Start of Provided text
Select field, count(*) from table group by field, The result is confuse



What version are you using and what platform are you running on.

Is it possible to get a copy of the dataset, this is occurring on?



I use mapd 3.0. The data has something about my customer. I can’t copy it to you. sorry


Hi @llz, what hardware (particularly number and type of GPUs) are you running on?



Where did the version of the software come from (AWS, build or CE download)

What precise hardware platform are you running on



oeasy@oeasy:~/mapd-3.0.0-render/bin$ nvidia-smi
Mon Jun 5 13:04:24 2017
| NVIDIA-SMI 375.66 Driver Version: 375.66 |
| GPU Name Persistence-M| Bus-Id Disp.A | Volatile Uncorr. ECC |
| Fan Temp Perf Pwr:Usage/Cap| Memory-Usage | GPU-Util Compute M. |
| 0 GeForce GTX 108… Off | 0000:02:00.0 Off | N/A |
| 23% 33C P8 9W / 250W | 2810MiB / 11172MiB | 0% Default |
| 1 GeForce GTX 108… Off | 0000:03:00.0 Off | N/A |
| 23% 38C P8 10W / 250W | 2730MiB / 11172MiB | 0% Default |
| 2 GeForce GTX 108… Off | 0000:82:00.0 Off | N/A |
| 23% 31C P8 8W / 250W | 2730MiB / 11172MiB | 0% Default |
| 3 GeForce GTX 108… Off | 0000:83:00.0 Off | N/A |
| 23% 32C P8 9W / 250W | 2730MiB / 11172MiB | 0% Default |

| Processes: GPU Memory |
| GPU PID Type Process name Usage |
| 0 805 C+G …e/oeasy/mapd-3.0.0-render/bin/mapd_server 2808MiB |
| 1 805 C+G …e/oeasy/mapd-3.0.0-render/bin/mapd_server 2728MiB |
| 2 805 C+G …e/oeasy/mapd-3.0.0-render/bin/mapd_server 2728MiB |
| 3 805 C+G …e/oeasy/mapd-3.0.0-render/bin/mapd_server 2728MiB |
The version of software, I download from your website. mapd-ce-latest-Linux-x86_64-render.tar


I have try this sql on other table, the table has only 4000 records. The result is right.
End of Provided text
[Work instructions]
Resume the MapD forum thread about the confusing group-by count results, starting right after its final post. The entries after this point have nothing to do with the MapD forum thread.
Start of Supplied entries
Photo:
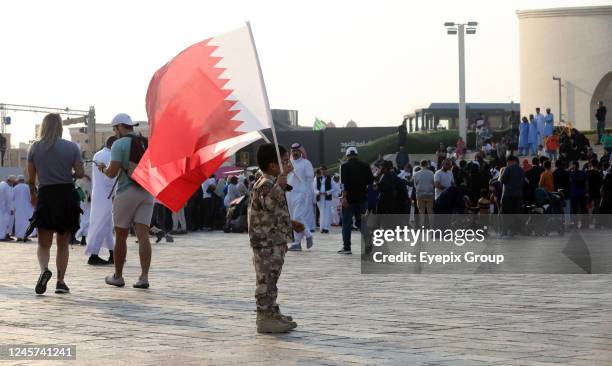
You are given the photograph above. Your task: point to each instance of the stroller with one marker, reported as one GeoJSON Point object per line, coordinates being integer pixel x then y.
{"type": "Point", "coordinates": [546, 215]}
{"type": "Point", "coordinates": [236, 218]}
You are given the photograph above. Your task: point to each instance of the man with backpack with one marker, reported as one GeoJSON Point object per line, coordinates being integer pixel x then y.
{"type": "Point", "coordinates": [132, 203]}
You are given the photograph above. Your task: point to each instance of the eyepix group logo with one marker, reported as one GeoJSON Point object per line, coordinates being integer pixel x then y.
{"type": "Point", "coordinates": [411, 236]}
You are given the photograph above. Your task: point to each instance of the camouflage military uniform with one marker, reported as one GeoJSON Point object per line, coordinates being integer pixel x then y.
{"type": "Point", "coordinates": [269, 232]}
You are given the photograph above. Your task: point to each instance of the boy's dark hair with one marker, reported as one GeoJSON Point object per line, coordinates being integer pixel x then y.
{"type": "Point", "coordinates": [110, 141]}
{"type": "Point", "coordinates": [266, 154]}
{"type": "Point", "coordinates": [127, 127]}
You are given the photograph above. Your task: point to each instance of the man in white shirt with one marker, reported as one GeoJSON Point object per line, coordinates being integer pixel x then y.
{"type": "Point", "coordinates": [299, 199]}
{"type": "Point", "coordinates": [424, 187]}
{"type": "Point", "coordinates": [324, 190]}
{"type": "Point", "coordinates": [23, 208]}
{"type": "Point", "coordinates": [209, 188]}
{"type": "Point", "coordinates": [541, 124]}
{"type": "Point", "coordinates": [101, 235]}
{"type": "Point", "coordinates": [443, 178]}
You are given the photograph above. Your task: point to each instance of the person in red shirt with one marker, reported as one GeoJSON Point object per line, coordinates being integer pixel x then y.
{"type": "Point", "coordinates": [546, 178]}
{"type": "Point", "coordinates": [552, 146]}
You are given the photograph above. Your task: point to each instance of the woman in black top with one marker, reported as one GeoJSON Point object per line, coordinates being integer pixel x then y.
{"type": "Point", "coordinates": [55, 163]}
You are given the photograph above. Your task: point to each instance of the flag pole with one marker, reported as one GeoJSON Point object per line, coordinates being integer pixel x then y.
{"type": "Point", "coordinates": [265, 94]}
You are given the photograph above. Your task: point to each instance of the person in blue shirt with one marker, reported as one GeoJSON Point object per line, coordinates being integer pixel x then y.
{"type": "Point", "coordinates": [533, 137]}
{"type": "Point", "coordinates": [524, 137]}
{"type": "Point", "coordinates": [549, 123]}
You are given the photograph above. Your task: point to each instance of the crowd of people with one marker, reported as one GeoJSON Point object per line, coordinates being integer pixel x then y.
{"type": "Point", "coordinates": [16, 208]}
{"type": "Point", "coordinates": [551, 169]}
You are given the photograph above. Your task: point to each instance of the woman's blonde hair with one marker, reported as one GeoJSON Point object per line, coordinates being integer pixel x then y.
{"type": "Point", "coordinates": [51, 129]}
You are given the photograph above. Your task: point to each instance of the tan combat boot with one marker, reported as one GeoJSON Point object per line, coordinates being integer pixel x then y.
{"type": "Point", "coordinates": [272, 323]}
{"type": "Point", "coordinates": [284, 317]}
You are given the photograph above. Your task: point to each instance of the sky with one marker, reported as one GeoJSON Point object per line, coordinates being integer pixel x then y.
{"type": "Point", "coordinates": [369, 61]}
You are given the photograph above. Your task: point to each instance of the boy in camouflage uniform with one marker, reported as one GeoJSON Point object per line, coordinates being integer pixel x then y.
{"type": "Point", "coordinates": [270, 229]}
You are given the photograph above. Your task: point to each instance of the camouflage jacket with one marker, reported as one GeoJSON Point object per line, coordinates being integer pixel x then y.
{"type": "Point", "coordinates": [269, 220]}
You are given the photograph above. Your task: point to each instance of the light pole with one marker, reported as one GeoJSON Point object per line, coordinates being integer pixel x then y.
{"type": "Point", "coordinates": [460, 30]}
{"type": "Point", "coordinates": [560, 105]}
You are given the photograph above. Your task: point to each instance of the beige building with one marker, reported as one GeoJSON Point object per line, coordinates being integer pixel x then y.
{"type": "Point", "coordinates": [574, 44]}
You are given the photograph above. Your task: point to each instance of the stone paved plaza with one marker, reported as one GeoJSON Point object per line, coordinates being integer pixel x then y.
{"type": "Point", "coordinates": [200, 310]}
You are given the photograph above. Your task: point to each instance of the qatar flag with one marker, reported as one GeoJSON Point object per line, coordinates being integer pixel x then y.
{"type": "Point", "coordinates": [203, 106]}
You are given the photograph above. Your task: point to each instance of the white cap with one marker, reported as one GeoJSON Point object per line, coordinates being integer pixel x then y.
{"type": "Point", "coordinates": [351, 151]}
{"type": "Point", "coordinates": [123, 119]}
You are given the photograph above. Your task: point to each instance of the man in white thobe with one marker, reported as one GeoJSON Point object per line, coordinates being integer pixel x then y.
{"type": "Point", "coordinates": [299, 199]}
{"type": "Point", "coordinates": [541, 125]}
{"type": "Point", "coordinates": [323, 189]}
{"type": "Point", "coordinates": [101, 220]}
{"type": "Point", "coordinates": [23, 208]}
{"type": "Point", "coordinates": [336, 190]}
{"type": "Point", "coordinates": [12, 181]}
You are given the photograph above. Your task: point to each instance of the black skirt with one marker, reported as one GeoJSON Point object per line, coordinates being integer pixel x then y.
{"type": "Point", "coordinates": [58, 209]}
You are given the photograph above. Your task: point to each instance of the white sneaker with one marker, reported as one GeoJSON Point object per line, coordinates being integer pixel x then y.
{"type": "Point", "coordinates": [114, 281]}
{"type": "Point", "coordinates": [309, 242]}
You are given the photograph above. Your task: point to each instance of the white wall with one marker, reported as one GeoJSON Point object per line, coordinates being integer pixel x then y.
{"type": "Point", "coordinates": [572, 43]}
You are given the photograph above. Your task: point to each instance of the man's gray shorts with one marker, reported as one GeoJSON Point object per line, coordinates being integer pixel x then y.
{"type": "Point", "coordinates": [134, 205]}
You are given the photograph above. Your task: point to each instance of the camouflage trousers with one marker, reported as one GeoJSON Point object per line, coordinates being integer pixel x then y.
{"type": "Point", "coordinates": [268, 264]}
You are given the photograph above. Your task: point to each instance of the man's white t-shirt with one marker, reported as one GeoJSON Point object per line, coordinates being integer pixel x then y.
{"type": "Point", "coordinates": [445, 178]}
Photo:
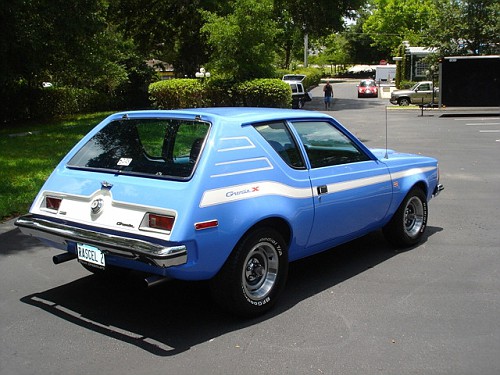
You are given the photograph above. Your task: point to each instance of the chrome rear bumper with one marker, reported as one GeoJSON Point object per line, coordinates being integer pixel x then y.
{"type": "Point", "coordinates": [127, 247]}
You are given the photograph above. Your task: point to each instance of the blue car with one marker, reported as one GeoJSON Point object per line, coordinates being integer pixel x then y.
{"type": "Point", "coordinates": [230, 195]}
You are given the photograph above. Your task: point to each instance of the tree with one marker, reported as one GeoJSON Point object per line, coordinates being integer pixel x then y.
{"type": "Point", "coordinates": [316, 18]}
{"type": "Point", "coordinates": [464, 27]}
{"type": "Point", "coordinates": [393, 21]}
{"type": "Point", "coordinates": [242, 41]}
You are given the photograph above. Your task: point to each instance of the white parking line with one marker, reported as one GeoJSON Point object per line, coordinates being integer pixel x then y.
{"type": "Point", "coordinates": [479, 119]}
{"type": "Point", "coordinates": [483, 123]}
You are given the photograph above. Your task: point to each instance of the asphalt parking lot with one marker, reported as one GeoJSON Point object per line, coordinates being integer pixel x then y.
{"type": "Point", "coordinates": [362, 308]}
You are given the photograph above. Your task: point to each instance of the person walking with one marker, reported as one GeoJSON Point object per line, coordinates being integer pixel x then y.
{"type": "Point", "coordinates": [328, 90]}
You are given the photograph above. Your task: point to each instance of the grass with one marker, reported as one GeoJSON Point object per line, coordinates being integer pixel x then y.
{"type": "Point", "coordinates": [28, 154]}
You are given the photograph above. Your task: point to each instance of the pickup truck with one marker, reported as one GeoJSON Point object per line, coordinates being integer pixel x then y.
{"type": "Point", "coordinates": [420, 94]}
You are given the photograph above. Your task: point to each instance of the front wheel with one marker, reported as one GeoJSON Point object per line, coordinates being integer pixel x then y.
{"type": "Point", "coordinates": [254, 275]}
{"type": "Point", "coordinates": [409, 221]}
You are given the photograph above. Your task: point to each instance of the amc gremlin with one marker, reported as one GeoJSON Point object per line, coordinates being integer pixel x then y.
{"type": "Point", "coordinates": [230, 195]}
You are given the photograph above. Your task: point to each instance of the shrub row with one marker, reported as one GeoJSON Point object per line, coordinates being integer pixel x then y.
{"type": "Point", "coordinates": [24, 103]}
{"type": "Point", "coordinates": [313, 75]}
{"type": "Point", "coordinates": [191, 93]}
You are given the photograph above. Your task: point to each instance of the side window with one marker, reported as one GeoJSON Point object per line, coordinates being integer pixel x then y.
{"type": "Point", "coordinates": [326, 145]}
{"type": "Point", "coordinates": [280, 139]}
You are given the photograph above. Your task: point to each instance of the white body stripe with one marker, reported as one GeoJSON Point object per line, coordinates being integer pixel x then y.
End of Supplied entries
[Written answer]
Could you share the schema and some obsfucated data.

What is the OS you are running on? uname -a?



Description: Ubuntu 16.04.2 LTS
Release: 16.04
Codename: xenia

platform TEXT,
uid TEXT,
pid TEXT,
ref_a TEXT,
ref_plat TEXT,
os TEXT,
dt TEXT,
rate TEXT,
sz TEXT,
lg TEXT,
timer TEXT,
url TEXT,
start_time BIGINT,
level_time BIGINT,
ip TEXT,
vid TEXT,
sid TEXT,
u_create_date TEXT,
country TEXT,
area TEXT,
region TEXT,
city TEXT,
county TEXT,
isp TEXT,
s_type TEXT,
s_word TEXT,
version TEXT,
short_timer TEXT,
street TEXT,
community TEXT,
gps_iterms TEXT,
volume INT,
unit_id INT,
door_code TEXT,
signal TEXT,
network TEXT,
open_door INT,
open_status TEXT,
response TEXT,
data_source TEXT,
create_date TEXT



What is the RAM in this box? What CPU/s?

How did you install your nvidia driver, I see it is a newer than then default one I believe for ubuntu LTS from nvidia?

trying to solve the puzzle :slight_smile:



Can you tell us what the min and max are for the unit_id column? Also are there any nulls in that column?


Hi liz

Would it be possible to change your schema so that unit_id is declare as a TEXT field rather than INT.

Then reload and give the query another try?



My computer is 8 Core and RAM is 64G. unit_id has nulls in that column, min=0, max=971102.


mapdql> select uid, start_time from f_flow where platform = ‘door’ order by start_time desc limit 10;
Exception: Query would require a scan without a limit on table(s): f_flow
Can someone help me , what that mean?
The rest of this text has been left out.